SET TASK —
Locate every line below containing the string "provide" and copy each such line in full. Matching is case-sensitive.

DATA FOR THE TASK —
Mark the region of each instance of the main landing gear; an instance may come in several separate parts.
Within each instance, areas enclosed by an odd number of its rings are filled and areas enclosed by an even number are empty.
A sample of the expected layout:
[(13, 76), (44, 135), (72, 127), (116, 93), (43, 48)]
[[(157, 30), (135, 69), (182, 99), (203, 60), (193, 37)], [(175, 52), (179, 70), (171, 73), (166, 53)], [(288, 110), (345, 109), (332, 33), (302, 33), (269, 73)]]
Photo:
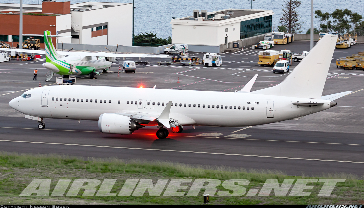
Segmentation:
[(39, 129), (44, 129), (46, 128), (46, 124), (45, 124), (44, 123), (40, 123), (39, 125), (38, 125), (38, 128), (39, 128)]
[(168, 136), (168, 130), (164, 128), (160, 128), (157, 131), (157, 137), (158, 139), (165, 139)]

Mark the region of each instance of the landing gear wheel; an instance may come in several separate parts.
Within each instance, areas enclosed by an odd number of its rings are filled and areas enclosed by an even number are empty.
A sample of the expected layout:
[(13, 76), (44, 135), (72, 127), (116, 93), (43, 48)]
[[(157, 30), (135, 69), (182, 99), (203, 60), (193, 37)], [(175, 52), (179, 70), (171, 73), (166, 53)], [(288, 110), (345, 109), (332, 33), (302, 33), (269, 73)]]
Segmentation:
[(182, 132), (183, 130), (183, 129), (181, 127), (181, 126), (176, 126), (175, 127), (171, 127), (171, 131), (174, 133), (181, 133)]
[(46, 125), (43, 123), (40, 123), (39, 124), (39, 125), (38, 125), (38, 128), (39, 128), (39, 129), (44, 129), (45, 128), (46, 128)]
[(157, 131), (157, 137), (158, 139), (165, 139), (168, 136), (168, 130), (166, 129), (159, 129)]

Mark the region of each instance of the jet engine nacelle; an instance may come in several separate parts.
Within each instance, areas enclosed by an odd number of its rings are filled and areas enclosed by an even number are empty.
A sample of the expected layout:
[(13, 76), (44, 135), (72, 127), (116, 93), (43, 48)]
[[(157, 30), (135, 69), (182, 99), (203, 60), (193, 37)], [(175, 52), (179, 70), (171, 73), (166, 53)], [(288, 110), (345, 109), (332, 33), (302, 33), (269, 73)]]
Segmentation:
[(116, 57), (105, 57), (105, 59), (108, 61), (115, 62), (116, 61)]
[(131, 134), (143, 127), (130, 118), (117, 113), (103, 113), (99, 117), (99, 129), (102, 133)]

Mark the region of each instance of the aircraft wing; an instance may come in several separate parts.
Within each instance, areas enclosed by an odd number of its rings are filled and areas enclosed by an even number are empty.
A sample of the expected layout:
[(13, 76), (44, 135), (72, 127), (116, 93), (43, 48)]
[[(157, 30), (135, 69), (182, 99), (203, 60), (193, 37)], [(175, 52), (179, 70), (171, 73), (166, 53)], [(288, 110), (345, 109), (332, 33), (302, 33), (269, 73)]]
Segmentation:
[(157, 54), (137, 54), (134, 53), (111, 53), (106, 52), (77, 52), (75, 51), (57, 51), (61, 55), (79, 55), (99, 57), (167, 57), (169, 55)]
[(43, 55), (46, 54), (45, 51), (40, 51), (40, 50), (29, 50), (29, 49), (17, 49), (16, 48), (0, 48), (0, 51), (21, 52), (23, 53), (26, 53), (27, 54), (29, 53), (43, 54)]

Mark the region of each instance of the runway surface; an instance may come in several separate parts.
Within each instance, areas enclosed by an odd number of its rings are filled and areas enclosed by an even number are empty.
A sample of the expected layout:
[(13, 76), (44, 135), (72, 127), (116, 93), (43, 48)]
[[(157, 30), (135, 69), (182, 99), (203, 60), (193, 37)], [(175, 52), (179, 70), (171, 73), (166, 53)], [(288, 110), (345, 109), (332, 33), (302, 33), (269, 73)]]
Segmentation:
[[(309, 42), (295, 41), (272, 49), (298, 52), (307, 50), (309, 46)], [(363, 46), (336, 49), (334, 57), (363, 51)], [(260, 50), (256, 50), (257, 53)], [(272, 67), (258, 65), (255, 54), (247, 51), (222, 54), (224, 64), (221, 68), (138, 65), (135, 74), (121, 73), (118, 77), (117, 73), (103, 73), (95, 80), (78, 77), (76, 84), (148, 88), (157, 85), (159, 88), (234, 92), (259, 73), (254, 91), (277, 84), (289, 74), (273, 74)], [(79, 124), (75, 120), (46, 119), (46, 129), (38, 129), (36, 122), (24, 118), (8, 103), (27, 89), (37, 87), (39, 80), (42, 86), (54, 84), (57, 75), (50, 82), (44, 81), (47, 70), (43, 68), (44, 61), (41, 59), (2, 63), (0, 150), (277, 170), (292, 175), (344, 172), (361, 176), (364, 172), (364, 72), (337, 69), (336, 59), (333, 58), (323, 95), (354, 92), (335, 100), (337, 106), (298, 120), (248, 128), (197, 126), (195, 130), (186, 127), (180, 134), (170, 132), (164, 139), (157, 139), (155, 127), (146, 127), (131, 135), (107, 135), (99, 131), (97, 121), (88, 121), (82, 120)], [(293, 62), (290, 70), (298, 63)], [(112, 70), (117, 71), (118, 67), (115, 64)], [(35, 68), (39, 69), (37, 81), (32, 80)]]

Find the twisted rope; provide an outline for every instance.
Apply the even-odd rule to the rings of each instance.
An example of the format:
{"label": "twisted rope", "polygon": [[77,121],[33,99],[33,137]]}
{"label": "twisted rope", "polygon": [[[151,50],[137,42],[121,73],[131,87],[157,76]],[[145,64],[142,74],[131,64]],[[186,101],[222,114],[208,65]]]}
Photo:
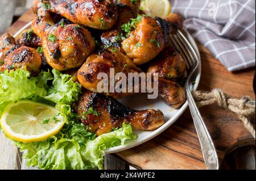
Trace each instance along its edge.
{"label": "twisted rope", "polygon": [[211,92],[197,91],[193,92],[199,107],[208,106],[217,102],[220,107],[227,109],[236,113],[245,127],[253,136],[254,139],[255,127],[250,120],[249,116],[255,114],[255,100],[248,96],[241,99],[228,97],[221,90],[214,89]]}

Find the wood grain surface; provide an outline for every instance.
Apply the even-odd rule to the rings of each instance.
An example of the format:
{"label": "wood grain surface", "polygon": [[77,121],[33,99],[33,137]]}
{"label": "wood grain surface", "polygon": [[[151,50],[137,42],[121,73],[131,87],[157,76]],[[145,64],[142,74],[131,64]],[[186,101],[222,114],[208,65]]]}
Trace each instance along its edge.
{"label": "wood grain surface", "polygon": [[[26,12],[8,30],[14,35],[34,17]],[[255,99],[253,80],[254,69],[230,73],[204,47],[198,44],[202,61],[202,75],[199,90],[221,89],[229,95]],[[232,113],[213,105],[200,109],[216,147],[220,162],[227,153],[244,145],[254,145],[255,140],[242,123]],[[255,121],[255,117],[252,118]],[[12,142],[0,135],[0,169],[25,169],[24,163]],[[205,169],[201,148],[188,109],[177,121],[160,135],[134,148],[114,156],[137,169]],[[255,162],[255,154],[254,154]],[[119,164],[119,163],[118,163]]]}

EXERCISE RESPONSE —
Find the twisted rope; provide an outline for every instance.
Find the wood grain surface; provide an outline for every instance.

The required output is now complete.